Start of Document extract

David Gilmour, Nick Mason and Rick Wright relive the creative ferment of the
12 floyd studio albums.
Interviews by Robert Sandall
Along with Sgt Papper, the Floyd's debut album was Britain's enduring
contribution to the Summer Of Love. In early 1967 Pink Floyd went into EMI's
Abbey Road studios with a stack of whimsical tunes about gnomes, scarecrows
and bikes, psychedelic ditties that bore only a passing resemblance to the
protracted spacey jams they were then famous for. Norman Smith, who had
engineered for The Beatles, was the producer.
NM (Nick Mason): We were given Norman Smith by EMI, no arguments. So Joe Boyd,
our original producer, got written out of the thing. Norman was more
interested in making us sound like a classical rock band. It was a bit like
the George Martin thing, a useful influence to have. But I think Joe would
have given Syd his head, let him run in a freer way. We spent three months
recording it, which was quite a long time in those days. Bands used to have
to finish albums in a week, with session players brought in to play the
difficult bits. But because The Beatles were taking their time recording
Sgt Pepper in the studio next door, EMI thought this was the way people now
made records. We were taken in to meet them once, while they were recording
Lovely Rita. It was a bit like meeting the Royal family.
PJ (former manager Peter Jenner): Norman was being the perfect A&R man. He
realised Syd could write great pop songs. If we'd put out what we were
playing live, it wouldn't have sold fuck at all. The one song here that
was like the live shows was Interstellar Overdrive. They played it twice,
one version recorded straight on top of the other. They doubletracked the
whole track. Why? Well it sounds pretty fucking weird doesn't it? That big
sound and all those hammering drums.

End of Document extract
Start of Source data

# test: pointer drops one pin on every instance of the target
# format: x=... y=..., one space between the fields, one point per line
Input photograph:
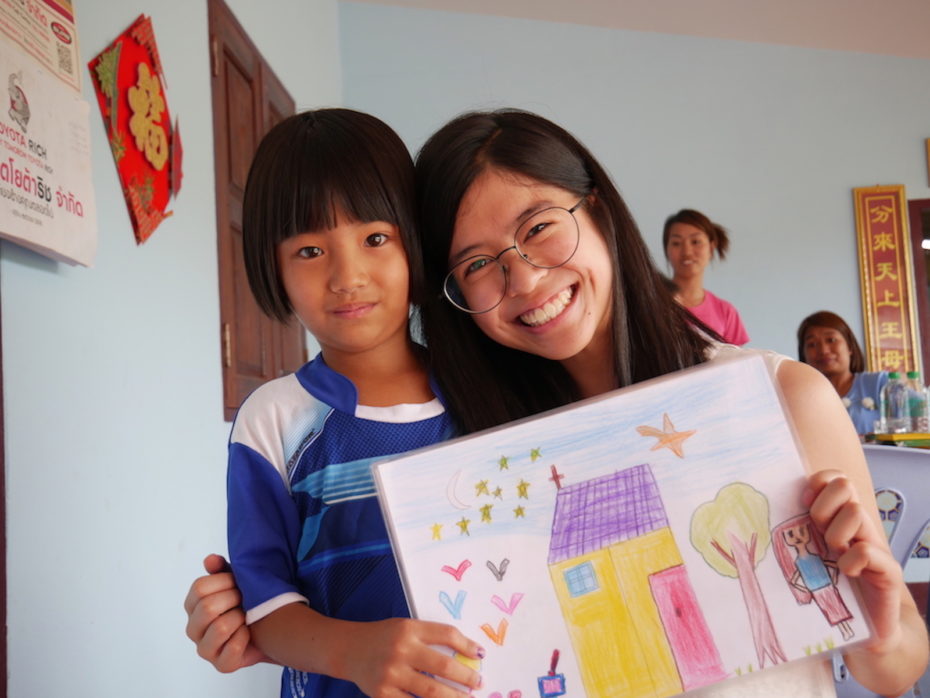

End of Source data

→ **Jobs**
1. In the excerpt about Pink Floyd's debut album:
(a) Who produced the album?
(b) How long did the band spend recording it?
(c) Which song were The Beatles recording when the band was taken to meet them?
2. According to the excerpt about Pink Floyd's debut album, why was the band allowed to spend so long recording it?
3. In the excerpt about Pink Floyd's debut album, can you rewrite the paragraph beginning "NM (Nick Mason): We were given Norman Smith" as a short list that keeps its main facts?

→ **Task responses**
1.
(a) Norman Smith.
(b) Three months.
(c) Lovely Rita.

2. The Beatles were taking their time recording Sgt Pepper in the studio next door, so EMI thought this was the way people now made records. Bands had usually been expected to finish an album in a week.

3.
- EMI assigned Norman Smith as producer with no arguments, which wrote out Joe Boyd, the band's original producer.
- Smith wanted them to sound like a classical rock band. Mason calls this a useful influence, like the George Martin thing, but thinks Boyd would have let Syd run more freely.
- Recording took three months, a long time for then. Bands usually had to finish albums in a week, with session players brought in for the difficult bits.
- EMI allowed the longer recording time because The Beatles were taking their time on Sgt Pepper next door.
- The band once met The Beatles while they were recording Lovely Rita, which felt a bit like meeting the Royal family.